» **GETOOND MATERIAAL**
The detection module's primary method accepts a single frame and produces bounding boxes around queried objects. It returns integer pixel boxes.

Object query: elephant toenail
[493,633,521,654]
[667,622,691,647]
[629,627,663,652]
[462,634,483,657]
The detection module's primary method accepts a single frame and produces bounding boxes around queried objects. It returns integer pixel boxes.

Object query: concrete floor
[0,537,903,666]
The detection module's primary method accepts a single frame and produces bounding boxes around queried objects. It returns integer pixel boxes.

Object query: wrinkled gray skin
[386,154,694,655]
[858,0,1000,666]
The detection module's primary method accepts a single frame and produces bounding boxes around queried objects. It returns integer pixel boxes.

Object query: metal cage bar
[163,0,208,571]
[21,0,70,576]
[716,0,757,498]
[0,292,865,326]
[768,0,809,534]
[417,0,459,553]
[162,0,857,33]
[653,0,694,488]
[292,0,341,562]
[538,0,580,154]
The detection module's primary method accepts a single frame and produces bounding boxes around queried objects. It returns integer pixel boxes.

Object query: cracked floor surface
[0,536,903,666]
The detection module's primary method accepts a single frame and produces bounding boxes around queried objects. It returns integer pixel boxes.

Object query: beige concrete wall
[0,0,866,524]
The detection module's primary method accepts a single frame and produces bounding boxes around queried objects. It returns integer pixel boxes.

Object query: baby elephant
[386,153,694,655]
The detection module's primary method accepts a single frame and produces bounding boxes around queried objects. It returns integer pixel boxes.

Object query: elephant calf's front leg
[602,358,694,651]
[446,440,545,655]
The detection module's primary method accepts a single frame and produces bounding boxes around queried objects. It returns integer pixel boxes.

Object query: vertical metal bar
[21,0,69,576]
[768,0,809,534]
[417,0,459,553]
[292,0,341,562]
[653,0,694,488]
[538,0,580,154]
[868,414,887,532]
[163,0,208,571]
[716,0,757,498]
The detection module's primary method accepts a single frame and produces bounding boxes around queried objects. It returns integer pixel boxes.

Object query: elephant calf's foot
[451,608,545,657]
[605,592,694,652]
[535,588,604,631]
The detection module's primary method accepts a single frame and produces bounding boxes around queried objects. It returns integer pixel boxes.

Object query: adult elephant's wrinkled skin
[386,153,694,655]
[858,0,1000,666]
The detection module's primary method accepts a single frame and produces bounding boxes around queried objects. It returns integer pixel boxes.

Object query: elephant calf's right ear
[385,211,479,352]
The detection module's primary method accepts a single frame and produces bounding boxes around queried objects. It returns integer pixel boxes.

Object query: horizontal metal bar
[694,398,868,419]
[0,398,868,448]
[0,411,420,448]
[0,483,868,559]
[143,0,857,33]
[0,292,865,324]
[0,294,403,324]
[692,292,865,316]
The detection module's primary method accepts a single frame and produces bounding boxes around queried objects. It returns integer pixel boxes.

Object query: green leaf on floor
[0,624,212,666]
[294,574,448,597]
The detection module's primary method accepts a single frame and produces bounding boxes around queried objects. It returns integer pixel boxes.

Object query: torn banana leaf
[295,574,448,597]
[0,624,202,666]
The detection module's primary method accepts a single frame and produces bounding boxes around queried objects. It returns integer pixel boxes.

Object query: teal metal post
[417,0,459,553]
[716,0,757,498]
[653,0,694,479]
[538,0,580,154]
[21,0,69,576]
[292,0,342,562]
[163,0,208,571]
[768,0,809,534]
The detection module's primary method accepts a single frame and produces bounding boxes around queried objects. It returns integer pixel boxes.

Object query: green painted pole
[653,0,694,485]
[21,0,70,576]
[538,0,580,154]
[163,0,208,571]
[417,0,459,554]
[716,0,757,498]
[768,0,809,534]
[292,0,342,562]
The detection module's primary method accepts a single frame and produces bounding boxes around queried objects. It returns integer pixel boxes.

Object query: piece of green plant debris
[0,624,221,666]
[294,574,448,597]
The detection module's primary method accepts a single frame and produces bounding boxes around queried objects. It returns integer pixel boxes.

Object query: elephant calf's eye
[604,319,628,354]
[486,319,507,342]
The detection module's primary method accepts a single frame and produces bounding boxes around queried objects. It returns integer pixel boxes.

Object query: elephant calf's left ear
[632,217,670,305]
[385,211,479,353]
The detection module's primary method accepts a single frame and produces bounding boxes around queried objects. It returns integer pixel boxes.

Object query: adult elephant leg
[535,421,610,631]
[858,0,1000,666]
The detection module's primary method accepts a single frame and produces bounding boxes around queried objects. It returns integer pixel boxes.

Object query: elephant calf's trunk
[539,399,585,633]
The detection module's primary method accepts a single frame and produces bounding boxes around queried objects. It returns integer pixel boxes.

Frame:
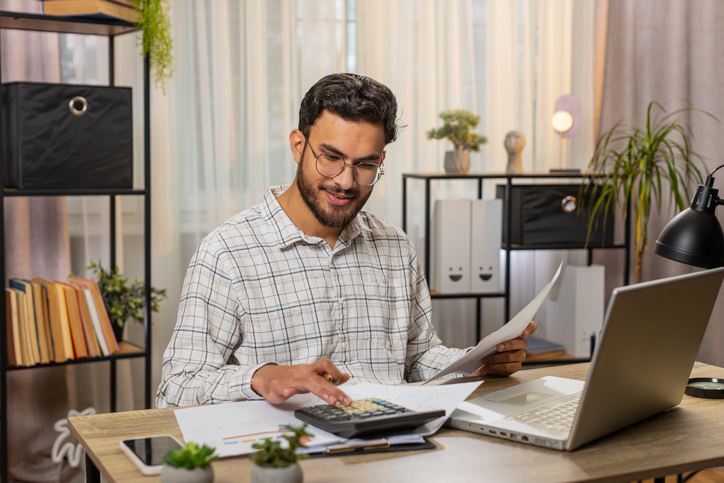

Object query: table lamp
[654,165,724,268]
[654,165,724,399]
[551,111,573,168]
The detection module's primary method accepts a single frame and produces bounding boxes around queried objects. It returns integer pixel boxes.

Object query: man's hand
[470,321,538,376]
[251,359,352,406]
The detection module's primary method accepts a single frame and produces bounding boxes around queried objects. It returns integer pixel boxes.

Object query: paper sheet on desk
[425,262,563,384]
[174,382,480,457]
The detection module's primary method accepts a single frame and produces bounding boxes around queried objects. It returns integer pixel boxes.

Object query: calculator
[294,398,445,438]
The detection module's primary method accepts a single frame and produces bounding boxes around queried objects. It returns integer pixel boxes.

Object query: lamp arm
[707,164,724,180]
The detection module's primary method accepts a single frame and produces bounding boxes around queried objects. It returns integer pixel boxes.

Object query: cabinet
[0,11,151,481]
[402,172,631,358]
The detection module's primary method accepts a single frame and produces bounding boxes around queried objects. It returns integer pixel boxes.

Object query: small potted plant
[427,109,488,174]
[161,442,219,483]
[87,261,168,341]
[249,424,312,483]
[588,101,717,283]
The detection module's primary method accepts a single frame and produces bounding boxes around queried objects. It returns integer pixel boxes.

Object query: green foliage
[588,101,717,282]
[427,109,488,152]
[249,424,312,468]
[87,261,168,327]
[136,0,173,95]
[163,442,219,469]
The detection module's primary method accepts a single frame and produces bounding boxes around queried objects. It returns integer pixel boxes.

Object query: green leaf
[582,101,718,282]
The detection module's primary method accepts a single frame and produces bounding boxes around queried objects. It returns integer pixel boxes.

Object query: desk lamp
[654,165,724,399]
[551,111,573,168]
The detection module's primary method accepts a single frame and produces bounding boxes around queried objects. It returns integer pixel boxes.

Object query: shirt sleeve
[156,237,269,408]
[398,240,467,382]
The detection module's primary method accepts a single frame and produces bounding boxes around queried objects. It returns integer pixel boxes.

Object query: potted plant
[587,101,716,283]
[161,442,219,483]
[427,109,488,174]
[250,424,312,483]
[135,0,173,95]
[87,261,168,341]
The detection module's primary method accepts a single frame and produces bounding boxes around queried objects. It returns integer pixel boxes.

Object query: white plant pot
[161,464,214,483]
[251,463,304,483]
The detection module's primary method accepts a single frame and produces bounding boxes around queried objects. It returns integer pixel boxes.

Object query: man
[156,74,536,407]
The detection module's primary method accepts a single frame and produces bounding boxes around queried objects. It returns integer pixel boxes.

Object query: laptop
[447,268,724,451]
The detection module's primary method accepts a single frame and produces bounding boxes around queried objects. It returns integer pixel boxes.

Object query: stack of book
[5,277,119,367]
[43,0,141,23]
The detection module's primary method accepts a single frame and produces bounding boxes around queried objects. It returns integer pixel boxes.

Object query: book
[32,277,68,362]
[56,282,88,359]
[69,277,120,354]
[43,0,141,23]
[17,290,35,366]
[28,280,55,364]
[10,278,41,365]
[68,277,111,356]
[5,288,25,367]
[68,281,103,357]
[53,282,75,359]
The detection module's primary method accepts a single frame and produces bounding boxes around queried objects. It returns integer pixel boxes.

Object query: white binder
[430,200,471,293]
[470,199,503,293]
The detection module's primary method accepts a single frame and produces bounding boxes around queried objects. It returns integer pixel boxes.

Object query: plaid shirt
[156,186,463,407]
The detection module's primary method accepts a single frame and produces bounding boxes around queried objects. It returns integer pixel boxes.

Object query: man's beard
[295,154,372,232]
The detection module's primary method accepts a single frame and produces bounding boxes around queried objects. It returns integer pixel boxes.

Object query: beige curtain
[1,0,74,482]
[599,0,724,366]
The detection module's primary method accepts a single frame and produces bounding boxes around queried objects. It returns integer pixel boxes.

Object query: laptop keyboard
[506,392,581,431]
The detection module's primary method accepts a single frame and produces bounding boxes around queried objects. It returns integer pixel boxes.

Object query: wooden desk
[68,363,724,483]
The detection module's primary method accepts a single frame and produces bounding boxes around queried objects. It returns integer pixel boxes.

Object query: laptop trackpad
[492,391,558,406]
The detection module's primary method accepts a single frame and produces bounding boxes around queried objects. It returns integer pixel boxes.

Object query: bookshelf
[402,172,631,365]
[0,11,152,482]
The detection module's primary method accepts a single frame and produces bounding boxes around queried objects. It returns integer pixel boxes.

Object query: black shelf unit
[402,171,631,346]
[0,11,152,482]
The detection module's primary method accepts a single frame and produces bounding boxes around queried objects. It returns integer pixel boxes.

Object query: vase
[445,149,470,174]
[161,464,214,483]
[251,463,304,483]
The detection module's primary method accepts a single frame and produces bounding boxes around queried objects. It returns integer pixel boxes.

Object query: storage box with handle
[2,82,133,190]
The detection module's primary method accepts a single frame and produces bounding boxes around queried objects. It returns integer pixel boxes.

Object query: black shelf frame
[0,11,152,482]
[402,171,631,348]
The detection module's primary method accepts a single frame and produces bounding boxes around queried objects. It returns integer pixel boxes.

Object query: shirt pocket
[242,277,334,364]
[345,283,410,380]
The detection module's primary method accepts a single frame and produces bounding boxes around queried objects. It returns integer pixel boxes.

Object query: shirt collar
[261,185,372,250]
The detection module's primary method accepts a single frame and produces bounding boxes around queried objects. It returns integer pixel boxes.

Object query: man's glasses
[306,140,385,186]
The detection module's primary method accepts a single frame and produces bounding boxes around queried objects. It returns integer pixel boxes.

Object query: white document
[425,262,563,384]
[174,382,480,457]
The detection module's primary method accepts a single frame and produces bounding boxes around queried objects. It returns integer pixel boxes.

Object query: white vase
[161,464,214,483]
[445,149,470,174]
[251,463,304,483]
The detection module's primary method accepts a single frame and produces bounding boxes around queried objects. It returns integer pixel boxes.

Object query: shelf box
[495,184,614,248]
[2,82,133,189]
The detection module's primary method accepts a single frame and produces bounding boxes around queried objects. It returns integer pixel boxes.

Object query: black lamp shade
[654,207,724,268]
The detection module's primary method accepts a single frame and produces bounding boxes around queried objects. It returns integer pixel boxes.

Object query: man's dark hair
[299,74,399,144]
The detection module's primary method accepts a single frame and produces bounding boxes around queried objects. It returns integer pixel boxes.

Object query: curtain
[600,0,724,366]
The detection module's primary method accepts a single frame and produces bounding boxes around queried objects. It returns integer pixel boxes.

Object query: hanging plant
[136,0,173,95]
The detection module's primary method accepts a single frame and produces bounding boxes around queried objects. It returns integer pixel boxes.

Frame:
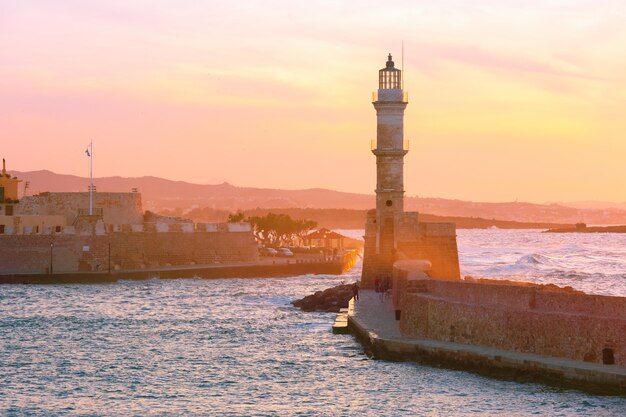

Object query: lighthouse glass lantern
[378,54,402,90]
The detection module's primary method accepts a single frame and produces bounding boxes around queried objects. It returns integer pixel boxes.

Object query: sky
[0,0,626,202]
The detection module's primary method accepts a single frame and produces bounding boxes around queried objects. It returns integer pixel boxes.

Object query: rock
[291,284,354,313]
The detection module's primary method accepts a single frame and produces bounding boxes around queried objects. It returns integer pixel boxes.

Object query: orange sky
[0,0,626,202]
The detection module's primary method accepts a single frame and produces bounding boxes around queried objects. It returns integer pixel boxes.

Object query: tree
[247,213,317,246]
[226,210,246,223]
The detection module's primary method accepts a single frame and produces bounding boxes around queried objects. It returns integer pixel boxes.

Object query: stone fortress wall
[394,268,626,366]
[361,210,460,289]
[0,193,258,274]
[15,192,143,225]
[0,224,258,273]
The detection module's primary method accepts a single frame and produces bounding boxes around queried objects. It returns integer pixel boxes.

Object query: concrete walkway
[348,290,626,396]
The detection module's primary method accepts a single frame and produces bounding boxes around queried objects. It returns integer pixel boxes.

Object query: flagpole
[89,140,93,216]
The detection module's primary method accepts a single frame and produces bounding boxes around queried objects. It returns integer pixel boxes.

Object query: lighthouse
[372,54,408,255]
[361,54,460,289]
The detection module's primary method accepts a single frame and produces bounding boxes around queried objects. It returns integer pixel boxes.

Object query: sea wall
[15,192,143,224]
[0,225,258,274]
[400,279,626,366]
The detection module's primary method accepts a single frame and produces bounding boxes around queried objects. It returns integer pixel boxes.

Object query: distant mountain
[555,200,626,210]
[11,171,626,224]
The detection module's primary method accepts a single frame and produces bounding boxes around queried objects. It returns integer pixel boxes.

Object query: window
[602,348,615,365]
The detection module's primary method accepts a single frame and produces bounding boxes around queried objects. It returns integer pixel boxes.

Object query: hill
[11,171,626,224]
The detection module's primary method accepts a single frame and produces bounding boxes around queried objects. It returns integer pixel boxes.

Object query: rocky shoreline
[291,284,355,313]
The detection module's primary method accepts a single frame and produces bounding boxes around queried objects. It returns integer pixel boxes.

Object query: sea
[0,229,626,417]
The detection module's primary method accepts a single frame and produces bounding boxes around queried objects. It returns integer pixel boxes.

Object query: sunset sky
[0,0,626,202]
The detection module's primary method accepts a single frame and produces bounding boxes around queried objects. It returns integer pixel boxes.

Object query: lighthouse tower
[372,54,408,252]
[361,54,460,289]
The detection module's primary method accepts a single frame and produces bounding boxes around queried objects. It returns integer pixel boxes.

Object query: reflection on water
[0,231,626,416]
[457,229,626,296]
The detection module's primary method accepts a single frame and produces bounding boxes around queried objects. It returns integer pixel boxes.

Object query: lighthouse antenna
[400,39,404,89]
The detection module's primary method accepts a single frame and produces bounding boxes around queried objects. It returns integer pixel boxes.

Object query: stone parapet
[400,279,626,366]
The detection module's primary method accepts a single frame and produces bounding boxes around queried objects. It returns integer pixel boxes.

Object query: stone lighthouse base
[361,210,461,289]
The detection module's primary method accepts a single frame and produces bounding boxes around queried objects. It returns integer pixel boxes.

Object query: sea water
[0,230,626,416]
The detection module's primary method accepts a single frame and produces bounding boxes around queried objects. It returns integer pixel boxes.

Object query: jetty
[348,290,626,395]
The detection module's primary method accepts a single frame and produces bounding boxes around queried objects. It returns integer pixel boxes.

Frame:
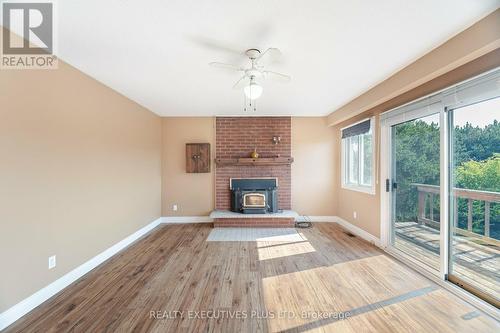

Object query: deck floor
[395,222,500,298]
[6,223,500,333]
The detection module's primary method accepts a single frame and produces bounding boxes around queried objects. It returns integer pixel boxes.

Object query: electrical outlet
[49,256,56,269]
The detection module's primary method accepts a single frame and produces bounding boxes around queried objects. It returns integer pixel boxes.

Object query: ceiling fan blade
[264,71,292,82]
[209,62,244,72]
[233,75,248,89]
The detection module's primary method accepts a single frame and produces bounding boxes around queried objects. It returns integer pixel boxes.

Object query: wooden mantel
[215,157,293,166]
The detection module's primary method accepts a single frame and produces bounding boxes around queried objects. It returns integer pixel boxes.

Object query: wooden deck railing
[412,184,500,245]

» **TE MAKEN**
Neem het materiaal hierboven ongewijzigd over, vanaf het begin tot en met de regel met "[0,537,903,666]".

» **UITGEWERKTE OEFENING**
The detection module's primary method accepts a single frame and produces bounding boxes around queried objects. It returns integer pixel boxes.

Object query: elephant toenail
[493,633,521,654]
[667,622,691,647]
[629,627,663,652]
[462,634,483,657]
The detection module's primary method accepts a single frame and produces bounding boxes around queried objects. It returns integer pixel boxes.

Object query: concrete floor
[0,537,903,666]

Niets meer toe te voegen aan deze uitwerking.